**EXERCISE DETAILS**
Reproduce the listing line by line, starting with the line containing "Where can the rock" and going on through the end of the listing, requests included. Scale each coordinate in the answers by 1.05 and round to the nearest whole number, with halves rounded up, while leaving the requests and their sample coordinates unchanged.

— Start of SUPPLIED INFORMATION —

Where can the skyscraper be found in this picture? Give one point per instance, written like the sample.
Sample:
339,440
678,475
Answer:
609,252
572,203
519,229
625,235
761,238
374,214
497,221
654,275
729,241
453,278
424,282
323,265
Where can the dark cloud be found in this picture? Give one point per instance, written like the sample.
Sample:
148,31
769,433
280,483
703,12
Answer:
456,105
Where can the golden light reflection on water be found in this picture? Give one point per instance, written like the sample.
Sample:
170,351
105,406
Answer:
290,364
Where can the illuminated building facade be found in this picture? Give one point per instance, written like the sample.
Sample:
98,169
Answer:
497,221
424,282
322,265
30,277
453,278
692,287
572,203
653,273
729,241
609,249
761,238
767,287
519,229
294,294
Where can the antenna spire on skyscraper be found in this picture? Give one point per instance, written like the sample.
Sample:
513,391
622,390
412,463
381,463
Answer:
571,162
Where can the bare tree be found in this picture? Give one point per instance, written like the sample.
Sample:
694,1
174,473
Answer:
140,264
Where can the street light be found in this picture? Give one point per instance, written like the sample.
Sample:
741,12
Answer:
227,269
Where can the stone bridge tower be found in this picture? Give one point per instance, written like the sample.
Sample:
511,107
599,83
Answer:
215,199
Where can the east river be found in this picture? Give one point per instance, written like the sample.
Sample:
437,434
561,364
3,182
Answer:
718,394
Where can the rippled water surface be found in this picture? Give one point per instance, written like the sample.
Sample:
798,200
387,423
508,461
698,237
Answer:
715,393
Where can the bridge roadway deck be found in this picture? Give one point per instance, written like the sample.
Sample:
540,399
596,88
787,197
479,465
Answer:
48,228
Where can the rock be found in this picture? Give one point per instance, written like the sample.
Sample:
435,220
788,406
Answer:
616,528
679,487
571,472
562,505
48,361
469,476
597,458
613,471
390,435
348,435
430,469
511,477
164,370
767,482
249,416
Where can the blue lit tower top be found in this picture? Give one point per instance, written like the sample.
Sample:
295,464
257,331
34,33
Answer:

— End of SUPPLIED INFORMATION —

**ANSWER IN FULL**
Where can the rock be found in this picture? Give one point per instance, written like the sample.
Sample:
435,220
788,406
Answer:
647,554
713,511
600,496
590,530
50,379
492,500
627,481
644,495
410,457
365,457
452,492
537,501
172,389
805,506
261,437
Where can the blue lit tower top be found in this picture? Give one point per instance, written like the sample.
Sample:
295,464
257,331
34,33
Answer:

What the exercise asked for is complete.